The data |
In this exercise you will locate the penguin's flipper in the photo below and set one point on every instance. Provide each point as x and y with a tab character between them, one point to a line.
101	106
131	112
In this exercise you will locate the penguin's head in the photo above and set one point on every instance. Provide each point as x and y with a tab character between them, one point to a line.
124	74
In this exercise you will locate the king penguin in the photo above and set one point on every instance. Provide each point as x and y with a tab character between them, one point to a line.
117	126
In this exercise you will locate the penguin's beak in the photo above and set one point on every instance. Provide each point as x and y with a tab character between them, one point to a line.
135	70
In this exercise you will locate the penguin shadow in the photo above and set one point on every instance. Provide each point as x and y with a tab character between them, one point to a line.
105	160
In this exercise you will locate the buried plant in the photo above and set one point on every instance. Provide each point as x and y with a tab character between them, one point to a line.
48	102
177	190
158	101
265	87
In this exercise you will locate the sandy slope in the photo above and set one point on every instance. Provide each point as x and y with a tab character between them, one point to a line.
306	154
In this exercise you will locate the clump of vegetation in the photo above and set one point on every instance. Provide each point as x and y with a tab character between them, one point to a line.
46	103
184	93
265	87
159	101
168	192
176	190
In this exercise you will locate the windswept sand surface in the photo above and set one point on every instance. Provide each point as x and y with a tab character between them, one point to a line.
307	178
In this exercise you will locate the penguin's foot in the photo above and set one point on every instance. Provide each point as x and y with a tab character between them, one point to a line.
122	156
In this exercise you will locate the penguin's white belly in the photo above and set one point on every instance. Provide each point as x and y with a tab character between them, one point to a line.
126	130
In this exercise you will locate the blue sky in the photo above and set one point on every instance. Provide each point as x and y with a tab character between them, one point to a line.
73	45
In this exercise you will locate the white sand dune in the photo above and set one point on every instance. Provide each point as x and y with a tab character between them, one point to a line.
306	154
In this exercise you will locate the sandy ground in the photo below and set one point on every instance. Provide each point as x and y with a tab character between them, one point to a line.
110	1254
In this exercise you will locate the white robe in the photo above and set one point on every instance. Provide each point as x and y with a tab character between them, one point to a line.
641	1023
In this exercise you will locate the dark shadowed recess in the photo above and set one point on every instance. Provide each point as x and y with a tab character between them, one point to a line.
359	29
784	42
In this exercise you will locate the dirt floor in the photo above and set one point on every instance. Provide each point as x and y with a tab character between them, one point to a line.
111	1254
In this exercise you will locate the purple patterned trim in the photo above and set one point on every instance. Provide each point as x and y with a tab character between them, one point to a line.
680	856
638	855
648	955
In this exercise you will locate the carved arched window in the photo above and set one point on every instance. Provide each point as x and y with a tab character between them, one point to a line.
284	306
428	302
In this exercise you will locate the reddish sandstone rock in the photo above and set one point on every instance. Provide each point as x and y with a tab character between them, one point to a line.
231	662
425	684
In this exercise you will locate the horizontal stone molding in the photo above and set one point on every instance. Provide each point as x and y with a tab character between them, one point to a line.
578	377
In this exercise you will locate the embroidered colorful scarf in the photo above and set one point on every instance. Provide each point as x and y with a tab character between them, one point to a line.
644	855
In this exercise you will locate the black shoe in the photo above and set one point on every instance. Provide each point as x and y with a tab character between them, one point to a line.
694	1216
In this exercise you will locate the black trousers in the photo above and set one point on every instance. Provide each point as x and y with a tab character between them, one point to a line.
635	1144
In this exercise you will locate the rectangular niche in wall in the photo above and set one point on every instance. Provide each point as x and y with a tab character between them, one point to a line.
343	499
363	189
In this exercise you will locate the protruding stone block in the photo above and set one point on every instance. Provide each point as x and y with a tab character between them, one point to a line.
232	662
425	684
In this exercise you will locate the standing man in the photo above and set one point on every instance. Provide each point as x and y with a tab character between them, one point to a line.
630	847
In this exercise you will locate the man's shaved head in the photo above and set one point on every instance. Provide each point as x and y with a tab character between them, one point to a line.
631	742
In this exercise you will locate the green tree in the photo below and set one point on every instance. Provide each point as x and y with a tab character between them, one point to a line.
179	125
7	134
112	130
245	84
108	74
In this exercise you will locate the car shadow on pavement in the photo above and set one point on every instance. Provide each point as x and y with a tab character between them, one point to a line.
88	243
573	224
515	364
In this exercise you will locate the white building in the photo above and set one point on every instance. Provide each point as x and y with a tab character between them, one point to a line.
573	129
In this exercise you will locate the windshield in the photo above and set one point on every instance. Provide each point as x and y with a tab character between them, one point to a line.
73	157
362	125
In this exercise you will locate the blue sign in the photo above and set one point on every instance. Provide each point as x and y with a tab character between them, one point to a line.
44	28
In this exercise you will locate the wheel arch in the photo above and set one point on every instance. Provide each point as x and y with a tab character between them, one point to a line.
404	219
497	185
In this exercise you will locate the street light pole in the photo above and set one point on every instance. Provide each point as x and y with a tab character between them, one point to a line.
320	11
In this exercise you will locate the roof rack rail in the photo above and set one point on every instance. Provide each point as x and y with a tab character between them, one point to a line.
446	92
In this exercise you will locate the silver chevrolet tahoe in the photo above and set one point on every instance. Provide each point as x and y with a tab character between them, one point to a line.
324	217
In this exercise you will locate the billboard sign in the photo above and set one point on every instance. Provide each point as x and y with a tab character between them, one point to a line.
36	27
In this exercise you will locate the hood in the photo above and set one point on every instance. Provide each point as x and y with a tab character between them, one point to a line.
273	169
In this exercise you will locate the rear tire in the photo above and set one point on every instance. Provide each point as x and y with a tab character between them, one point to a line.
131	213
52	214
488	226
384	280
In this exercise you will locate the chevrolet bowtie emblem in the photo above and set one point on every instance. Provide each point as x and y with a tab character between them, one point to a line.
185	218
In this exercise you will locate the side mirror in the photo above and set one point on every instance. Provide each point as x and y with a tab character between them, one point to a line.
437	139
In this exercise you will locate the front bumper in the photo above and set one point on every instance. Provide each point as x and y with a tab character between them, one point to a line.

What you have to do | Edit the data above from the line with "In this exercise you will locate the roof" up to and including the last line, changing "tab character" to "single space" everywhere and leaving all else as it is.

The reply |
In this exercise you will locate the roof rack rail in the photo above and set one point on every instance. Provide each point as x and y with a single space between them, one point to a line.
446	92
In this exercise you will locate the silver chevrolet tahoe in the photo above and set one point on every instance. Provide each point as x and y with a single space between them, one point to a line.
324	217
In this exercise you will locate the billboard sign in the photo above and set one point on every instance. Provide each point as x and y with a single space between them, one point to a line.
36	27
In this exercise you will locate the hood in the photo above and set one point on every instance. Provide each point as x and y with a single space between them, one point to a line.
273	169
In this exercise you will locate the rear tire in the photo above and set one point on every instance. Provide each point as x and y with a single space between them, one point to a line.
131	213
52	214
488	226
384	280
In this exercise you will locate the chevrolet bowtie emblem in the photo above and set one point on every instance. Provide each point as x and y with a single space between them, one point to a line.
185	218
In this exercise you will locate the side mirror in the photo above and set one point on every instance. Provide each point as x and y with a single space between them, one point to a line.
437	139
In this exercise you will locate the front bumper in the photo above and set one point on every instance. Provide each point as x and y with a single space between them, one point to a line.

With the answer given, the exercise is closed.